Without the images, write out all of the following entries exactly.

Recorded data
——
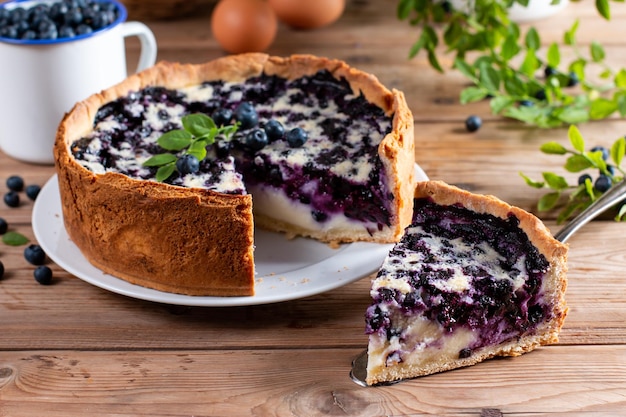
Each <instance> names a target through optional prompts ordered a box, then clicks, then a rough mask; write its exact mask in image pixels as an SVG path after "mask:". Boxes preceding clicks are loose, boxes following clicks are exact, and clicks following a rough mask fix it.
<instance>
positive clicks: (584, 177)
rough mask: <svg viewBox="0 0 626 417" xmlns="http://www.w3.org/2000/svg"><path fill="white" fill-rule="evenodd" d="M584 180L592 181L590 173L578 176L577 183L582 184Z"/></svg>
mask: <svg viewBox="0 0 626 417" xmlns="http://www.w3.org/2000/svg"><path fill="white" fill-rule="evenodd" d="M586 180H589V181H591V182H592V183H593V178H591V175H589V174H583V175H581V176H580V177H578V185H583V184H584V183H585V181H586Z"/></svg>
——
→ EXPECTED ANSWER:
Each <instance> names a target through optional prompts ordered a box, then clicks, then a rough mask; write its exact mask in image pixels as an SVG path after "mask:". Boxes preceding clicks are loose, boxes following clicks are exact, and clicks following a rough mask fix it.
<instance>
positive clicks: (584, 177)
rough mask: <svg viewBox="0 0 626 417" xmlns="http://www.w3.org/2000/svg"><path fill="white" fill-rule="evenodd" d="M584 180L592 181L590 173L578 176L577 183L582 184Z"/></svg>
mask: <svg viewBox="0 0 626 417" xmlns="http://www.w3.org/2000/svg"><path fill="white" fill-rule="evenodd" d="M586 180H589V181H591V182H592V183H593V178H591V175H589V174H583V175H581V176H580V177H578V185H583V184H584V183H585V181H586Z"/></svg>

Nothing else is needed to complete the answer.